### GIVEN INFORMATION
========
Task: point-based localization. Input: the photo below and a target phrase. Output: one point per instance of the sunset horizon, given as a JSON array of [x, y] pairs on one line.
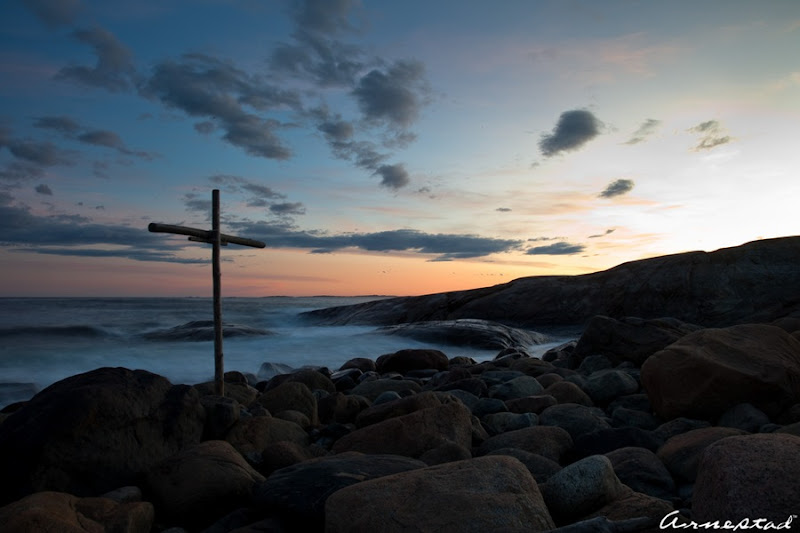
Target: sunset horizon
========
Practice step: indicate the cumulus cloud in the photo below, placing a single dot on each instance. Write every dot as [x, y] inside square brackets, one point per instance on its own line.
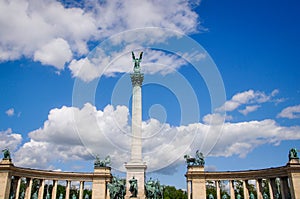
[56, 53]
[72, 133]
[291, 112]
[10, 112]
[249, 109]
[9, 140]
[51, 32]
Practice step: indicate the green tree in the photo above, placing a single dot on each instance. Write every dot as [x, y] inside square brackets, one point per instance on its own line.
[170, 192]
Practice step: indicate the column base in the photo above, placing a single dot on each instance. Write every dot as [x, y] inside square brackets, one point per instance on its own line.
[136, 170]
========
### REQUIREMENTS
Reproduce the records above word for word, from the line containing "Task: point-based localization." through the line containing "Target: sunset horizon", both lines included. Omit the picture from your answer.

### TASK RESPONSE
Task: point-based localization. Input: the photo below and a target phrase. Output: one point per instance of the sunset horizon, given as a JSON array of [x, y] pairs on one line.
Target: sunset horizon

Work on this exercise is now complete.